__Dane wejściowe__.
+---+

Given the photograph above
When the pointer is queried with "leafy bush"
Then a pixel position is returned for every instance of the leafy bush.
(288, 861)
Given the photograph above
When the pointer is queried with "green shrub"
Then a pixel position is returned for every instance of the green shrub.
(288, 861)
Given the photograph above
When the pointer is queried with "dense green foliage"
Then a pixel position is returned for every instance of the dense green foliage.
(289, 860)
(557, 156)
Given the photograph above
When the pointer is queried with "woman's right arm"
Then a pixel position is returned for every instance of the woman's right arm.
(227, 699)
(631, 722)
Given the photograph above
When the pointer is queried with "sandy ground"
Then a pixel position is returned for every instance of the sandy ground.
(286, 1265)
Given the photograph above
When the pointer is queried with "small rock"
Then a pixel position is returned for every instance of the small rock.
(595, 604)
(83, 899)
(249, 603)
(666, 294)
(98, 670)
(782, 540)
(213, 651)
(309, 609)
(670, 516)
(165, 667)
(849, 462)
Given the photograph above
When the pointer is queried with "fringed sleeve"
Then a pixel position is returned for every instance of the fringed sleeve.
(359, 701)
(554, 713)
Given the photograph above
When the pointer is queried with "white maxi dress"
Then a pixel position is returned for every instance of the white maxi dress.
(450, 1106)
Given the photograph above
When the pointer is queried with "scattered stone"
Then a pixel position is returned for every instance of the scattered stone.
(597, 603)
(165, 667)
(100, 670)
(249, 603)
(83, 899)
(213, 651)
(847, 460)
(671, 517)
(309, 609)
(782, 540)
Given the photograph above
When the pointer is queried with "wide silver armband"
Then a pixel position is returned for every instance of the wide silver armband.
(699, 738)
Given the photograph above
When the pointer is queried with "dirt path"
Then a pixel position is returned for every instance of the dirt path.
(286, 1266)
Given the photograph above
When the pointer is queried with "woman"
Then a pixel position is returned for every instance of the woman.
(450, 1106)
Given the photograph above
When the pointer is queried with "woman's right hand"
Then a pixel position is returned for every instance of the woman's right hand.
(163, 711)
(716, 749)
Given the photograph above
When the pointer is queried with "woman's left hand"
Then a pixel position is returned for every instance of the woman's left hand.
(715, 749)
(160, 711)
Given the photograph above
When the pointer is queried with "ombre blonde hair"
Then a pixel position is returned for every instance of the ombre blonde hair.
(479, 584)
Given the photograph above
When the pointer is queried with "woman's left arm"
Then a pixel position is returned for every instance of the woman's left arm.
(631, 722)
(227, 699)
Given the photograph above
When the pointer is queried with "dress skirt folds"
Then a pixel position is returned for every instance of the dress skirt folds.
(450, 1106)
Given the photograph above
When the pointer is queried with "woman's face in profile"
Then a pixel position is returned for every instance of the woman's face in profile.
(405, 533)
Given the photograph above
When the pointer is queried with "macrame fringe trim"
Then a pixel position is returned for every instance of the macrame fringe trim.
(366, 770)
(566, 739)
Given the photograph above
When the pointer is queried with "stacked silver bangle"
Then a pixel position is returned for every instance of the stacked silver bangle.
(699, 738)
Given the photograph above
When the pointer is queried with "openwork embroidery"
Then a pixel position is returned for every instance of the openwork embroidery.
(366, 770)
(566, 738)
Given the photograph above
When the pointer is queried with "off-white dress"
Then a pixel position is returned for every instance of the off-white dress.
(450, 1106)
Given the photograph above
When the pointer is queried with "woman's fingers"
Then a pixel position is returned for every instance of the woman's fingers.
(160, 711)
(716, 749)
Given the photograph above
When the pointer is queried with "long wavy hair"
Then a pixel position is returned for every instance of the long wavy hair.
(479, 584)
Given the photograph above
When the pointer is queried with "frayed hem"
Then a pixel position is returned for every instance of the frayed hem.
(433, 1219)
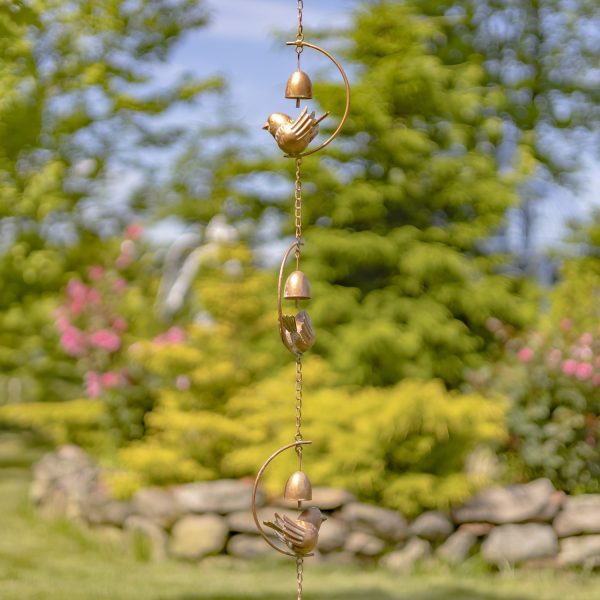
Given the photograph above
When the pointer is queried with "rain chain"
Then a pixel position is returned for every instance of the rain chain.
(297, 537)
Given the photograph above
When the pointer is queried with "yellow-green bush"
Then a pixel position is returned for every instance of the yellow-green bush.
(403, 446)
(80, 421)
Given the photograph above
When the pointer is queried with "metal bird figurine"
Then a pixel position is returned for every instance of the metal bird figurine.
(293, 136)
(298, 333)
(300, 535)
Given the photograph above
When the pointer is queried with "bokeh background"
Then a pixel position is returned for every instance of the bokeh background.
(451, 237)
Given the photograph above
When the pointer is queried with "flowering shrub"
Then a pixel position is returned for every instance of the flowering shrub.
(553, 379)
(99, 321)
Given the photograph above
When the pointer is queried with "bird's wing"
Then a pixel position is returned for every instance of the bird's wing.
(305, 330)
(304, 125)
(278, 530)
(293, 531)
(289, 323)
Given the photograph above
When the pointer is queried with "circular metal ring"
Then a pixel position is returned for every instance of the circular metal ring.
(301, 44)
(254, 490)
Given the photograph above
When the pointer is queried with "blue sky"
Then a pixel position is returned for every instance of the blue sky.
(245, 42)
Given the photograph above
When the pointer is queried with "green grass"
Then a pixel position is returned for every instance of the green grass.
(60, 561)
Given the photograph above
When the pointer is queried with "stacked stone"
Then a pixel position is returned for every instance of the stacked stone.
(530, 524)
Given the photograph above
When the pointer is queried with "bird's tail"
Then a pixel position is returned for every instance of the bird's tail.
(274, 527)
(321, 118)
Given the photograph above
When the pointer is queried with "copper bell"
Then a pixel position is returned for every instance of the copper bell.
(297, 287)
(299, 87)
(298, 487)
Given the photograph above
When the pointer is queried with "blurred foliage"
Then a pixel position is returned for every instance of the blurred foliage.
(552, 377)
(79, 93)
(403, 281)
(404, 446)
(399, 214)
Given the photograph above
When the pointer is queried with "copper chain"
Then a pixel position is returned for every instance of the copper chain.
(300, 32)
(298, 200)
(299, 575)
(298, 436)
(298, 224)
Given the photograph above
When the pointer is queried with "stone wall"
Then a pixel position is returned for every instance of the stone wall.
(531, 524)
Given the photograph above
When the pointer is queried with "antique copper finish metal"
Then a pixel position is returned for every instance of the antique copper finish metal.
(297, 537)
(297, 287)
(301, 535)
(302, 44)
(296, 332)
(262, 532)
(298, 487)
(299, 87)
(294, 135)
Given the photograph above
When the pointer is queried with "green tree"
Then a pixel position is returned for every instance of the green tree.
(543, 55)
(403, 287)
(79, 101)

+---+

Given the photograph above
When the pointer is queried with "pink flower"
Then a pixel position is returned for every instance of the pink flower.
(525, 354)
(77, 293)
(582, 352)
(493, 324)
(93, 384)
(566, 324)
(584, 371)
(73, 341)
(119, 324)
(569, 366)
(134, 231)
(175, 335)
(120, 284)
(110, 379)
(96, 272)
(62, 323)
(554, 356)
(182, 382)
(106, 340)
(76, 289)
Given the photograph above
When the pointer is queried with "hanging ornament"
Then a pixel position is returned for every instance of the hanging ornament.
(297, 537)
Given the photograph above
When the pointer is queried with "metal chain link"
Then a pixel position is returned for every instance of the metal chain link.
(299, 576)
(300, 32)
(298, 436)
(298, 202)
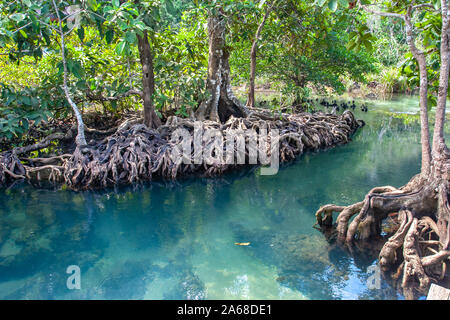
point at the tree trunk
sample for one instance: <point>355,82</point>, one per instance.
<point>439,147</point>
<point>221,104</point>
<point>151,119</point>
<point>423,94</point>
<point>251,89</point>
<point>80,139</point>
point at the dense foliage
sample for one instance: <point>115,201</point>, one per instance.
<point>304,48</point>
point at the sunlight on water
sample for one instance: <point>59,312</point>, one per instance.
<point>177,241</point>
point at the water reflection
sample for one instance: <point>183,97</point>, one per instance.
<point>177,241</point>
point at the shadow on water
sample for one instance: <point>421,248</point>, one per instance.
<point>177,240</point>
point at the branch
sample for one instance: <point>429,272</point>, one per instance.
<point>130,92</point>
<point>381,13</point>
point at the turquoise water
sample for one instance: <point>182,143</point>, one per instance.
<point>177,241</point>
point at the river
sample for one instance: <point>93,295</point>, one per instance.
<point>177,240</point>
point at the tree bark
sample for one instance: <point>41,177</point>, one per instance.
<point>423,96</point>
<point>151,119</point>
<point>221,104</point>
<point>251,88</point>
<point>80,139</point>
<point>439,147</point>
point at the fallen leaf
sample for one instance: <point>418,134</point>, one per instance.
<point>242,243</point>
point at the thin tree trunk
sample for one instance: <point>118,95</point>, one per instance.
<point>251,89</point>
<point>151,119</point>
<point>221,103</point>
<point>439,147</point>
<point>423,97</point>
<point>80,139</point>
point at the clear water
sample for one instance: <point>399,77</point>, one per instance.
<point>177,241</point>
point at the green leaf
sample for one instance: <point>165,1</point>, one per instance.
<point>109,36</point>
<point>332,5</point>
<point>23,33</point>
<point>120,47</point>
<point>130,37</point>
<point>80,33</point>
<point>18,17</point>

+---+

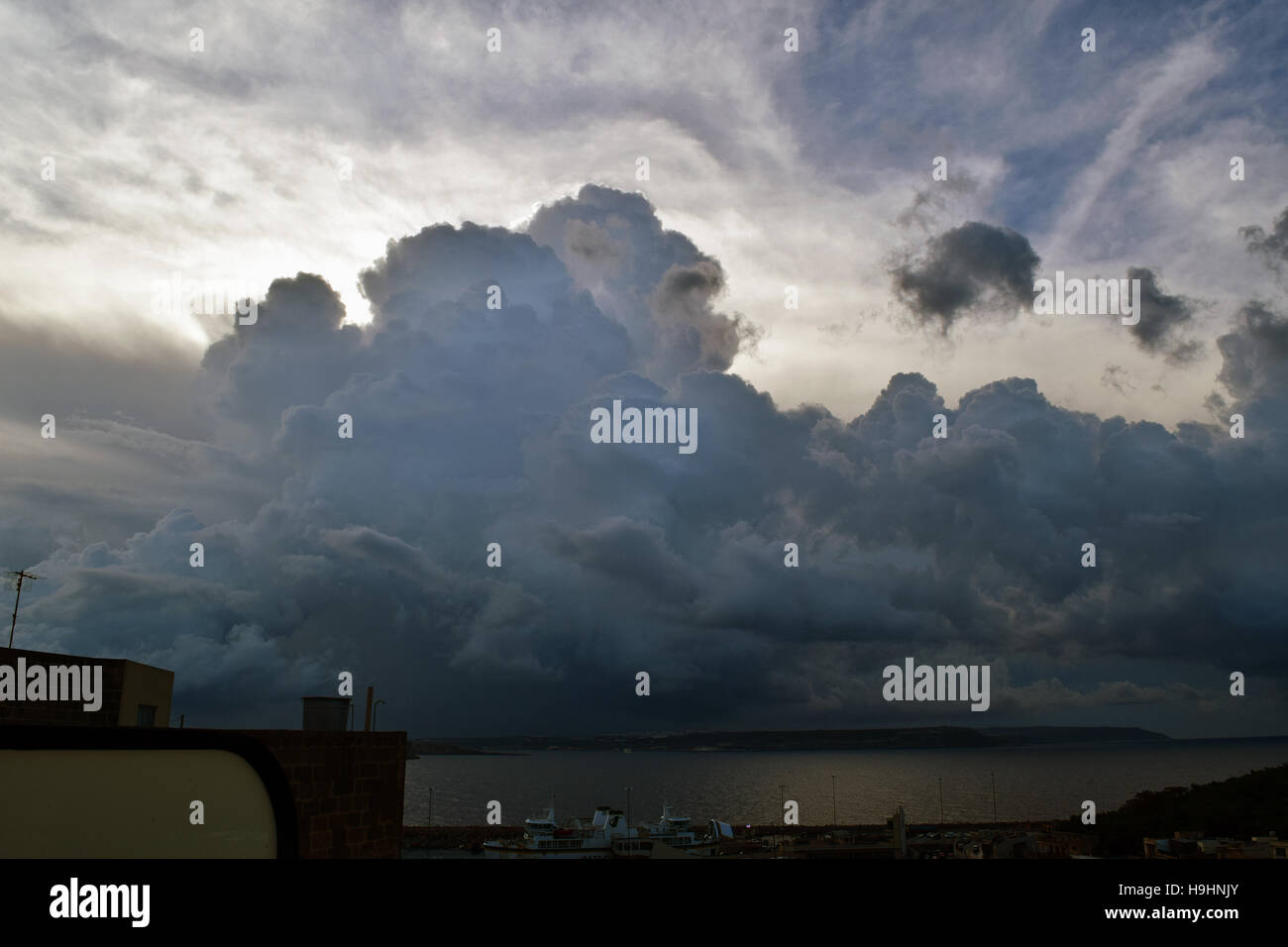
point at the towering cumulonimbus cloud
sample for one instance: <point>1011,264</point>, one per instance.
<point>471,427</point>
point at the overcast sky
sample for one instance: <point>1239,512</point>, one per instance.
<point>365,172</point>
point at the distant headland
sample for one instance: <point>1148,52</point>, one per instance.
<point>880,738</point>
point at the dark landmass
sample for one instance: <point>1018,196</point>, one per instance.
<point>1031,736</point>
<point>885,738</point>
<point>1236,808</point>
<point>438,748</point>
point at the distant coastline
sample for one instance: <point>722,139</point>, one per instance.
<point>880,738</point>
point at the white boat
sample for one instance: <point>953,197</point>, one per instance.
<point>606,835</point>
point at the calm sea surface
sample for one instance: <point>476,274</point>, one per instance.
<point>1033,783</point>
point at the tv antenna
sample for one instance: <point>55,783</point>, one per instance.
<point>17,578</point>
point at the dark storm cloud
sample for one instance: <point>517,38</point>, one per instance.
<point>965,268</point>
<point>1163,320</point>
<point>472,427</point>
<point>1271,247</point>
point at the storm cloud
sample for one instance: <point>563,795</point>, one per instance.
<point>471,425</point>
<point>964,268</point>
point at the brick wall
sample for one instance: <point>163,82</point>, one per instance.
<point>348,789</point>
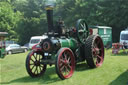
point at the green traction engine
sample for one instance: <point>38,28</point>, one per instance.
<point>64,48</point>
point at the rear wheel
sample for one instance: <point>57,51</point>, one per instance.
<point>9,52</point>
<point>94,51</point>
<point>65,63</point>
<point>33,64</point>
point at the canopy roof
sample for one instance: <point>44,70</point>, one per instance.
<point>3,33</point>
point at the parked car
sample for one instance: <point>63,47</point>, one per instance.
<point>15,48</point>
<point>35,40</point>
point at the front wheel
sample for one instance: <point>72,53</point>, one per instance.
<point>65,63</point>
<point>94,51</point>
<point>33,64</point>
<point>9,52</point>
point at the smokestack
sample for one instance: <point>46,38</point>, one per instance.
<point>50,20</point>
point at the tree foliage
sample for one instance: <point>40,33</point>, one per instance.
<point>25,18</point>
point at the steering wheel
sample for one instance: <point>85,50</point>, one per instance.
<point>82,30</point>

+---+

__Co zrobić__. Zamień „parked car” na „parked vehicle” w wierszach od tego, który zawiera „point at the canopy roof”, do tego, który zawiera „<point>35,40</point>”, włącznie. Przepisz te wiersze, poza tą zmianą niczego nie ruszając.

__Odpowiedź__.
point at the canopy roof
sample for one instance: <point>44,70</point>, one per instance.
<point>3,33</point>
point at the parked vehicle
sample for one instance: <point>63,47</point>, one per instance.
<point>15,48</point>
<point>35,40</point>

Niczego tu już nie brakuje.